### Your objective
Look for the word "hedge" in the records, and copy each line where it appears.

:: Extracted data ::

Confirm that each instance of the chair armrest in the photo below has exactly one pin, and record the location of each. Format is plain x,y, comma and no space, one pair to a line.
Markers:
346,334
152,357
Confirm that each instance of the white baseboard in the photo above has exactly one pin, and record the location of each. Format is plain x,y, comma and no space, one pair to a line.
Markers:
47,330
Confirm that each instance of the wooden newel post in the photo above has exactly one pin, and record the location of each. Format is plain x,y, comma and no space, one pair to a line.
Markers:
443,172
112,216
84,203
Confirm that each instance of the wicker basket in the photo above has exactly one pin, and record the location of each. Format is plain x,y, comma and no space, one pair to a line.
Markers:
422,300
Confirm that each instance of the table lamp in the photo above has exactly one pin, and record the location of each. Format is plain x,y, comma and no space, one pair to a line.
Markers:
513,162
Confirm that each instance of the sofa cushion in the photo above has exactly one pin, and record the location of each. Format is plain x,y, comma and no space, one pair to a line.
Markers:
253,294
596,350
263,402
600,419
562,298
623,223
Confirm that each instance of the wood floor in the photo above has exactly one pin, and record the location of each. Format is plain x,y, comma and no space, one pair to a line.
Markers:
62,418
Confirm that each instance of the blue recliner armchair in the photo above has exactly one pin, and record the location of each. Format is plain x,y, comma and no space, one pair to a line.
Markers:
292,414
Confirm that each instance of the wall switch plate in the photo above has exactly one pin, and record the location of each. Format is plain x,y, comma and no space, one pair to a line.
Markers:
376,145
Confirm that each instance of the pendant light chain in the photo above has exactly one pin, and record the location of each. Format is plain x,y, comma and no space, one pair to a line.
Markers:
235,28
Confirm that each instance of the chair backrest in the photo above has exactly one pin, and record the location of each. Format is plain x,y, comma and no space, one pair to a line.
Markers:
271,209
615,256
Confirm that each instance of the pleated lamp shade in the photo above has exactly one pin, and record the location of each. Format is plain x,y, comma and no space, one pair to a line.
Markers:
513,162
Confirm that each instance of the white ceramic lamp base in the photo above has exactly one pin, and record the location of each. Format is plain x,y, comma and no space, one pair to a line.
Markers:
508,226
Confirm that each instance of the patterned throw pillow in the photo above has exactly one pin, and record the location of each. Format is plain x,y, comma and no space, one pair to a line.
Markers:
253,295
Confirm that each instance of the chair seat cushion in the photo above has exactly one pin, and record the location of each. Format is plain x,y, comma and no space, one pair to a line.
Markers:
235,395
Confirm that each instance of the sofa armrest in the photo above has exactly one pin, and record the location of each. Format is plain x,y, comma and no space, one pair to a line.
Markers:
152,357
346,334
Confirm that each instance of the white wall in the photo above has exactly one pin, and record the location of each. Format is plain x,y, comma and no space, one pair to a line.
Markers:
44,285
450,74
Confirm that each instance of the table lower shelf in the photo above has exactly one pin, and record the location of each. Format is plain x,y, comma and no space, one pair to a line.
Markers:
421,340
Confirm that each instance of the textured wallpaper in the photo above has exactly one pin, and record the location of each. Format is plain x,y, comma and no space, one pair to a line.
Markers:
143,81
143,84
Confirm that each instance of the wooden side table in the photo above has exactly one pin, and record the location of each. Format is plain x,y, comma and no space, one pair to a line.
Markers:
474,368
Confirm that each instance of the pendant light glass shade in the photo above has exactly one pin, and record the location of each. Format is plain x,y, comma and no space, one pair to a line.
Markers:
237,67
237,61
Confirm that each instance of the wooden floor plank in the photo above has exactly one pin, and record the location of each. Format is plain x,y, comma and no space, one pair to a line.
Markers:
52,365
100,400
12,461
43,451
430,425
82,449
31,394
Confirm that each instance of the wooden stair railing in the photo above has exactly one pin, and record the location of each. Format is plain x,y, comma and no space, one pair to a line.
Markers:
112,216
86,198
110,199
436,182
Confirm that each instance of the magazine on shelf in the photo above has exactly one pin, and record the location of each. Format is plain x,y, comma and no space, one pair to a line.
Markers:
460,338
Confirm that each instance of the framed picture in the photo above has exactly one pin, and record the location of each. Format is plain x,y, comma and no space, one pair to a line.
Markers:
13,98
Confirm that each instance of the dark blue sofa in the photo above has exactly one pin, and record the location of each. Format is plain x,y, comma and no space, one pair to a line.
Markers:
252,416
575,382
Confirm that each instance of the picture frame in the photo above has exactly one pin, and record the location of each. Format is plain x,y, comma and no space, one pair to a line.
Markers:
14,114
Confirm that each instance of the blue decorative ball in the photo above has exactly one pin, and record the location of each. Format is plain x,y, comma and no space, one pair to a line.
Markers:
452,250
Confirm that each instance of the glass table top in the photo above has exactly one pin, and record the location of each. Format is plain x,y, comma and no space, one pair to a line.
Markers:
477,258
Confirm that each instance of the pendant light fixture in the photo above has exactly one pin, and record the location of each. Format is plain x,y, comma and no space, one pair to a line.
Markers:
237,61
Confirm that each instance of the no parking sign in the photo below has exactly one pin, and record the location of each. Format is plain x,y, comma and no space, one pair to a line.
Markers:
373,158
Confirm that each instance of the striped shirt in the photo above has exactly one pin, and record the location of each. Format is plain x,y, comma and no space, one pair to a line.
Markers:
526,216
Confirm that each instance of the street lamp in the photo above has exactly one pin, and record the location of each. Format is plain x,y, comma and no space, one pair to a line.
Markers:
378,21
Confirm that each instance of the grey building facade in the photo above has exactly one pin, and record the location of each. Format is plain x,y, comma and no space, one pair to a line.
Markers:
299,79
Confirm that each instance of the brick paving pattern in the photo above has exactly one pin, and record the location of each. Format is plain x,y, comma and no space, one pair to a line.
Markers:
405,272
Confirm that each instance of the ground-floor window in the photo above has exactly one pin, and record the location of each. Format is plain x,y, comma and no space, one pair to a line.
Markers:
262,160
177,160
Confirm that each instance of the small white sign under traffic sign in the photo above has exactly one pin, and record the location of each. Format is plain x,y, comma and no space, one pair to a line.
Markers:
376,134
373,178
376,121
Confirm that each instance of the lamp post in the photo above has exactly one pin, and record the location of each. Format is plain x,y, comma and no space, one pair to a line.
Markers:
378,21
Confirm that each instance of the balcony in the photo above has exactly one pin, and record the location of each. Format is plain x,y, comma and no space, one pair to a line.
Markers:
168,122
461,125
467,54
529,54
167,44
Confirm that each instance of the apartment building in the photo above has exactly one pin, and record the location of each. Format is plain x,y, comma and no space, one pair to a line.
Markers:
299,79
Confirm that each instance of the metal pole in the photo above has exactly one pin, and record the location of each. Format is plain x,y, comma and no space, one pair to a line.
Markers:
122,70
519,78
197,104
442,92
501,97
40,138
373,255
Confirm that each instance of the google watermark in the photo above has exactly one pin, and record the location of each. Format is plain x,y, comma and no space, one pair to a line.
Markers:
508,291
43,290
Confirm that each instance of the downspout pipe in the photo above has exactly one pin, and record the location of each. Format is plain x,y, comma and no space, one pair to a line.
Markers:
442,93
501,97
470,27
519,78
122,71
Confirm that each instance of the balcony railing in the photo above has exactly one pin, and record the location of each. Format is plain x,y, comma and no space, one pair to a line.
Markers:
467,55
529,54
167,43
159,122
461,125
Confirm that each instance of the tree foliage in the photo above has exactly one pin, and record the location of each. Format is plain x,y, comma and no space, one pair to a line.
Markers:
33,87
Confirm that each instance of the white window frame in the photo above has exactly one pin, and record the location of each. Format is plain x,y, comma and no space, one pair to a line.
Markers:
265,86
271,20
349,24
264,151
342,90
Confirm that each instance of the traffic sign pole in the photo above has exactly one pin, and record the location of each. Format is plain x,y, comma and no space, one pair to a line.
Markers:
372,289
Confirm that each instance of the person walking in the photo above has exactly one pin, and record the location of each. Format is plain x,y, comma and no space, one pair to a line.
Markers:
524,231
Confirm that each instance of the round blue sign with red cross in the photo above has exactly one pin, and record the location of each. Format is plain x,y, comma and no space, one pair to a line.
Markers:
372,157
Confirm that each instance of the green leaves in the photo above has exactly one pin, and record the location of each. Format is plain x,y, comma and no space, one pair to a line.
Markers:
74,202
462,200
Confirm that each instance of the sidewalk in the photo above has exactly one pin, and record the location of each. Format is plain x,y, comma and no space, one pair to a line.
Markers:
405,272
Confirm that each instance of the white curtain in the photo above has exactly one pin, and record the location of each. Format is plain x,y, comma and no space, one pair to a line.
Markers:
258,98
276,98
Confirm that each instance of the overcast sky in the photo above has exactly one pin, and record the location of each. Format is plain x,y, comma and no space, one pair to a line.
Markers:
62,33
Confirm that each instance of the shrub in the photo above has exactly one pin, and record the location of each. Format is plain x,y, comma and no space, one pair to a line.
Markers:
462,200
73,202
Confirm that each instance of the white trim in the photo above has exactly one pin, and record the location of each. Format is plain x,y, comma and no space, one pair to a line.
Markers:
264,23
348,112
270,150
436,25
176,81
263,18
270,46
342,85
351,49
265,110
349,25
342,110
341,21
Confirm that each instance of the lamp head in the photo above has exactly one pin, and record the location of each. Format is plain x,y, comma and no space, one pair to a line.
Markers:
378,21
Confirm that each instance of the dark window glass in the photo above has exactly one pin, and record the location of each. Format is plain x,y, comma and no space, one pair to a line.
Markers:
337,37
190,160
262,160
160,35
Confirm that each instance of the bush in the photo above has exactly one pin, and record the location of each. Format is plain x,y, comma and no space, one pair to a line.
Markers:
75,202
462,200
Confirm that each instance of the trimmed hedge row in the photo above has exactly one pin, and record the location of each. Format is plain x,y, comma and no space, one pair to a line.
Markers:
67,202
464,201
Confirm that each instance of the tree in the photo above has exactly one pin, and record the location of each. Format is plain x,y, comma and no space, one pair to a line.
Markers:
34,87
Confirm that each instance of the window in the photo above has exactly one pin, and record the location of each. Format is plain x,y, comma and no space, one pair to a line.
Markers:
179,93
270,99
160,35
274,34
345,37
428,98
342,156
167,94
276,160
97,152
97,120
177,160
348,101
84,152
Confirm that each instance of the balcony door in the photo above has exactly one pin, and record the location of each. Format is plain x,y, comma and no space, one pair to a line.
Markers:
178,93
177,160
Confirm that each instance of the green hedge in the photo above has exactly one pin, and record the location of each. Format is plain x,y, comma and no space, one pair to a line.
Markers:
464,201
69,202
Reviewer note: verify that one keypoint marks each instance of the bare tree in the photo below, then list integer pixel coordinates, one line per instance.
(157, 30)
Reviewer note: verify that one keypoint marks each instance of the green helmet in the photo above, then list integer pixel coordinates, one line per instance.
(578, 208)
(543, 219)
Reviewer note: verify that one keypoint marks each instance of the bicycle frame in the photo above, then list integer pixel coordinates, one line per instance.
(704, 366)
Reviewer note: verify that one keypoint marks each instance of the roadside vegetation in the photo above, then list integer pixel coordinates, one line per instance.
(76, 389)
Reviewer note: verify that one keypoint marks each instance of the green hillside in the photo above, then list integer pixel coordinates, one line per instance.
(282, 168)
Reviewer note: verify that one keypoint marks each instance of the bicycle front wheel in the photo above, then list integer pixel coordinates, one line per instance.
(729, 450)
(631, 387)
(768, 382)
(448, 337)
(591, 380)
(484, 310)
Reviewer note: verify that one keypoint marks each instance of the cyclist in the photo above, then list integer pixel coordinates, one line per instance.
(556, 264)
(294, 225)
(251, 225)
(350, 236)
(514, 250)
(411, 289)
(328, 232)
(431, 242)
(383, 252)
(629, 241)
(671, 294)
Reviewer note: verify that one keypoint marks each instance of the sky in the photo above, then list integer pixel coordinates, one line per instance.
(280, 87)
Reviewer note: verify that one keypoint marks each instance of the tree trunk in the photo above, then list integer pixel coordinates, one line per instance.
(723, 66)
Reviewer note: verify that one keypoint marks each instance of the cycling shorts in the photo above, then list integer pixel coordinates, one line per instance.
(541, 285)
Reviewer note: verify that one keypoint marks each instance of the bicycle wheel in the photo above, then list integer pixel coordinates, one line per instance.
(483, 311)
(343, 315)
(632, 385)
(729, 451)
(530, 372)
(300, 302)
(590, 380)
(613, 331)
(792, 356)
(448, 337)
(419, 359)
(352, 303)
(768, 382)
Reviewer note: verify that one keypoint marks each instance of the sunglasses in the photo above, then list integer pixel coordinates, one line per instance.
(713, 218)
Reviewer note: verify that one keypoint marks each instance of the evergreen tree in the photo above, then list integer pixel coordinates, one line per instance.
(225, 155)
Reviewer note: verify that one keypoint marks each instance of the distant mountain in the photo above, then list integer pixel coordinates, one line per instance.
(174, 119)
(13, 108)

:::

### Exercise solution
Confirm that each instance of the trimmed hedge row in the photo above has exactly one pin, and record the location of each. Format is plain x,y, comma and no space, one pair to a line.
Confirm that each instance of the green hedge in the photo above has exactly one pin, and record the location of each. Format is plain x,y, comma and no space, one pair to a line.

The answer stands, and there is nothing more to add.